#### [Supplied text]
>>

Monday, February 27, 2012

Where is Sidney Joseph Perelman when we need him?

          "I think humor in America has greatly declined and may disappear entirely," S. J. Perelman once told a writer. Perelman wrote humorous scripts, articles, and books for 50 years. His work was often to be found in the New Yorker, so he should know.

          "I work very slowly," he said. "I'm a bleeder. It's a good day when I get a page done. I think easy writing makes hard reading."

          I've never been a big fan of Perelman's fussy and over-studied writing, but I have been very impressed that he was a friend of Groucho Marx. Groucho would've been perfect in an advertising agency creative department ---his humor came in short, sharp spurts, perfect for the attention span of today's young customers; his visual humor made his life a series of ideas for commercials. Perelman, on the other hand, was rather shy and retiring. He used a typewriter to shield him from the culture he observed.

<<

#### [Data]

>>

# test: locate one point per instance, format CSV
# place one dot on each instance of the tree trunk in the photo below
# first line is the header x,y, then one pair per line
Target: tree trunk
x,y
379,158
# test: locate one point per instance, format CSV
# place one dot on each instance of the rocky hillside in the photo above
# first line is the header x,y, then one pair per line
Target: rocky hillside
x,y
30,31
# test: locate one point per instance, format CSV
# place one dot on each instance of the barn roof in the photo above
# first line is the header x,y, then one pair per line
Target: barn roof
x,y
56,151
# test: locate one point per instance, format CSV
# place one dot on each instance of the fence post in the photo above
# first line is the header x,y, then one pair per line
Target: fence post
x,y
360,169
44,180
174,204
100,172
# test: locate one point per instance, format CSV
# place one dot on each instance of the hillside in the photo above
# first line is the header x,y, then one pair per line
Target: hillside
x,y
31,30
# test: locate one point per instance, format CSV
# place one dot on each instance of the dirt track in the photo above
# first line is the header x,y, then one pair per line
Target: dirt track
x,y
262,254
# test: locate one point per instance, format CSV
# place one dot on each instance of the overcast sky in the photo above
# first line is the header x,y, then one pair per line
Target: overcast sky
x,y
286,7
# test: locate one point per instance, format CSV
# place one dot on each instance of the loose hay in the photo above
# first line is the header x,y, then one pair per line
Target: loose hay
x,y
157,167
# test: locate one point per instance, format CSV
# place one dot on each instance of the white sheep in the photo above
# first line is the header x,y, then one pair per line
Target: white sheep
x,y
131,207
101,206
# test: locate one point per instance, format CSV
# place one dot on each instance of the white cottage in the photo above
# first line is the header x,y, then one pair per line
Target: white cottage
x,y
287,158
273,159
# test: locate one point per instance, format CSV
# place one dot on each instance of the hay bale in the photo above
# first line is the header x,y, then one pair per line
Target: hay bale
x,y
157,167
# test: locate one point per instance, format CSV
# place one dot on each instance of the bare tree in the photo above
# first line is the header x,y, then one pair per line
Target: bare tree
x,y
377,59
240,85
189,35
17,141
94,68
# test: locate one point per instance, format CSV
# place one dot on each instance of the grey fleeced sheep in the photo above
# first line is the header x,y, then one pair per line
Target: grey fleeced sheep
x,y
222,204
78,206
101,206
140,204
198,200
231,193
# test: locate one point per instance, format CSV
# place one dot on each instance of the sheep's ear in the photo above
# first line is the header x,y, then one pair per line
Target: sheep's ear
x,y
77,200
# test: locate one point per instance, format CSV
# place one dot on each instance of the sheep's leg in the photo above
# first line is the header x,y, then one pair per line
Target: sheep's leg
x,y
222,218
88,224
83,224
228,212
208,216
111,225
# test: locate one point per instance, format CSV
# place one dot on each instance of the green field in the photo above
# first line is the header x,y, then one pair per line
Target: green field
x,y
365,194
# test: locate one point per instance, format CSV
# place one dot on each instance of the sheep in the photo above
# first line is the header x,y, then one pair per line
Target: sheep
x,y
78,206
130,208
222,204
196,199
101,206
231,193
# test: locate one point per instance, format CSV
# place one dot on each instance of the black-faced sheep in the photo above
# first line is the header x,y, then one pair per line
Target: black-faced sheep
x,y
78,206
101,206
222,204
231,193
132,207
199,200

<<

#### [What to work on]
Continue the piece about S. J. Perelman with the next few sentences after its final line.

#### [Written answer]
        Is he right? Is humor disappearing in America? I must admit I see very little in the new media. When was the last time Facebook made you laugh out loud? Read any silly blogs lately? Has Twitter ever made you titter? Social media may be making us a nation of people taking ourselves too seriously.

           In advertising however, humor is golden. Commercials reward their viewers with a laugh quite often, and our commercials and viral videos frequently are the most-watched on YouTube. If advertising ever loses its sense of humor, it's finished.

           What kept S.J. Perelman so funny? Reading. "On Fridays, growing up, I'd go to the Providence, Rhode Island, library and take out 11 books and spend the weekend reading trash," he told a writer. "Adventures, detectives, romance. They help fertilize the brain, like mulch."

          S.J. Perelman wrote lines like, "I have Addison's disease and he has mine." Wouldn't he have been great writing Lunesta commercials?